• _引用文_:
騒音苦情リスク回避のための心理状況によるうるささの閾値変化に関する研究

研究課題

研究課題/領域番号 22K04443
研究機関長野工業高等専門学校

研究代表者

西川 嘉雄  長野工業高等専門学校, 都市デザイン系, 教授 (20513807)

研究期間 (年度) 2022-04-01 – 2025-03-31
キーワード騒音 / うるささ / 閾値の変化 / 心理状況 / 感情分析 / ウェアラブル端末 / 室内吸音 / 空間のアスペクト比
研究実績の概要

本研究では「個人のうるささの尺度構成方法の提案」と「心理状況によるうるささの閾値変化を定量的に表す」ことを目的として、以下の三項目を実施している。
「Ⅰ悩まされそうな音の収音とデータベースの構築」以前実施した『市民を対象とした音環境に関するアンケート調査』の内容を再検討し、悩まされる音の再考察を行った。最も多かったのは工場・作業所からの音であり、新幹線・飛行機・宣伝カー・鉄道・ペットの鳴き声・子供を叱る声の順番であった。これらの音のデータを建築学会「建築と環境のサウンドライブラリ」から抽出し騒音レベルとともに整理した。

• _記録データ_:
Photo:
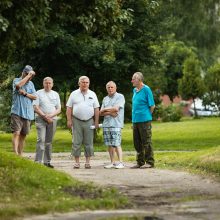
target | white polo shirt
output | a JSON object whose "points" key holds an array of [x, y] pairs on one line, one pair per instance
{"points": [[83, 105]]}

• _取り組む課題_:
1 > 騒音研究の文章で、「以下の三項目」は何を目的として実施されているか。一文から三文で説明せよ。
2 > 騒音研究の文章の最後の文に続く部分を書いてください。

• _解答一覧_:
1 > 「個人のうるささの尺度構成方法の提案」と、「心理状況によるうるささの閾値変化を定量的に表す」ことを目的として実施されている。

2 >
「Ⅱ擬似騒音体験システムによる個人のうるささの尺度構成の検討」ヘッドホン再生時の騒音レベルを適切に求める補正値を騒音計とダミーヘッドマイクロホンの音圧レベルから求めた。昨年度購入した小野測器DS5000を用い、音源再生音の分析を実施した。ヘッドホンアンプのチャンネル毎の周波数特性とヘッドホンの個体毎の周波数特性に差が確認された。すべての条件で測定を行い新たに補正値を決定した。また、音源の室内での吸音性による音の変化を取り入れるため、会議室や教室で吸音付加による残響時間の変化の基礎データの収集を行った。さらに、建築設計資料集成の教育施設の図面から室空間のアスペクト比の検討も実施した。
「Ⅲ心理状況によるうるささの閾値変化の検討」Ⅰのデータベースの音源を用いて調整法によるうるささの閾値の実験を行った。音源信号・入力信号・ダミーヘッドマイクロホン出力信号の6chを実時間分析で記録しながら、調整法によるうるささの閾値の測定を行った。心理状況の好意的や嫌悪感を数値化するため、感情分析としてウェアラブル端末(脳波、心拍数・発汗・心電など)での検討を新たな研究項目として開始した。

現在までの達成度 (区分)
現在までの達成度 (区分)

3: やや遅れている

理由

「Ⅰ悩まされそうな音の収音とデータベースの構築」の音源のデータベース化はできている。追加のデータ収集としてダミーヘッドマイクロホンによる音源録音が予定より進んでいない。
「Ⅱ擬似騒音体験システムによる個人のうるささの尺度構成の検討」は、ヘッドホンアンプのチャンネル毎の差やヘッドホンの個体差の確認に時間がかかり、やや遅れた状態となった。
「Ⅲ心理状況によるうるささの閾値変化の検討」は、調整法によるうるささの閾値の確認方法は、被験者5名で実施した。好意的や嫌悪感の心理状況を感情分析で数値化する研究項目を新たに追加し、ウェアラブル端末を用いた測定の検討を始めた。感情分析の方法の目途が立ったところで被験者を使った実験を行うことにしたため、やや遅れの状況となった。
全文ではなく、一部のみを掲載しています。